* **Goal**: Lay out the items below as a two-column CSV with the header "request" and "response", one row per item: the item's text under "request" and its answer under "response". Put each field in double quotes and replace every line break inside it with a space.

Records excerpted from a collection
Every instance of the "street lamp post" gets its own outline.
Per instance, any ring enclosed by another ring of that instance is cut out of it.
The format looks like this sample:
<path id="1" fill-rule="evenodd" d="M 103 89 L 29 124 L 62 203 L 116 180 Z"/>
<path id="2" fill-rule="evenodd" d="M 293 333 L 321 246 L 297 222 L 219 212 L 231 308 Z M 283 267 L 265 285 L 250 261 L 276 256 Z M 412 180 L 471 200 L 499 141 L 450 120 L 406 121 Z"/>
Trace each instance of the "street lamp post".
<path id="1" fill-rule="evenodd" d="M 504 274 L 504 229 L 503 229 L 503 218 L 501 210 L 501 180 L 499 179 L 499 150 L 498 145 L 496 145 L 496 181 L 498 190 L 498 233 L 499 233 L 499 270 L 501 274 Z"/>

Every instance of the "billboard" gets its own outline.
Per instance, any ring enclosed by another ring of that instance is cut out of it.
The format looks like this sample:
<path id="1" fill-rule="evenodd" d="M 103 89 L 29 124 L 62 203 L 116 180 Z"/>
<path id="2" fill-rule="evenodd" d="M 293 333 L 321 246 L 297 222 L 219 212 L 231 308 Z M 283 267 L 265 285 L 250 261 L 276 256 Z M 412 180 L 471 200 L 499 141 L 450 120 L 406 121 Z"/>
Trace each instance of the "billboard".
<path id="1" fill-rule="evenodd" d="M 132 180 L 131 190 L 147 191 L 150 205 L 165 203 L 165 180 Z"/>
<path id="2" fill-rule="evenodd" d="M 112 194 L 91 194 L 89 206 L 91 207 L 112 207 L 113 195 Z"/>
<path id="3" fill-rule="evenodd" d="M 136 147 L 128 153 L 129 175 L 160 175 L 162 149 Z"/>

* **Solution to this problem**:
request,response
"Every instance of the ""street lamp post"" gets its own outline. Per instance, any ring enclosed by another ring of that instance is cut out of it. The format looks like this sample: <path id=""1"" fill-rule=""evenodd"" d=""M 103 89 L 29 124 L 62 203 L 116 180 Z""/> <path id=""2"" fill-rule=""evenodd"" d=""M 293 333 L 321 246 L 297 222 L 219 212 L 231 308 Z M 283 267 L 265 285 L 250 261 L 276 256 Z M 412 180 L 471 200 L 499 141 L 450 120 L 406 121 Z""/> Trace each instance of the ""street lamp post"".","<path id=""1"" fill-rule=""evenodd"" d=""M 504 274 L 504 229 L 503 229 L 503 218 L 501 210 L 501 180 L 499 179 L 499 150 L 498 145 L 496 145 L 496 181 L 498 190 L 498 233 L 499 233 L 499 270 L 501 274 Z""/>"
"Every instance of the ""billboard"" gets its own outline. Per instance, any ring enclosed by another ring of that instance is cut out of it. The format looks like this sample: <path id=""1"" fill-rule=""evenodd"" d=""M 103 89 L 29 124 L 62 203 L 116 180 Z""/> <path id=""2"" fill-rule=""evenodd"" d=""M 293 333 L 321 246 L 297 222 L 219 212 L 231 308 Z M 283 267 L 265 285 L 250 261 L 276 256 Z M 412 180 L 471 200 L 499 141 L 450 120 L 406 121 Z""/> Trace each instance of the ""billboard"".","<path id=""1"" fill-rule=""evenodd"" d=""M 132 180 L 131 190 L 147 191 L 150 205 L 165 203 L 165 180 Z""/> <path id=""2"" fill-rule=""evenodd"" d=""M 112 194 L 91 194 L 89 206 L 91 207 L 112 207 L 113 195 Z""/> <path id=""3"" fill-rule=""evenodd"" d=""M 136 147 L 128 153 L 129 175 L 160 175 L 162 149 Z""/>"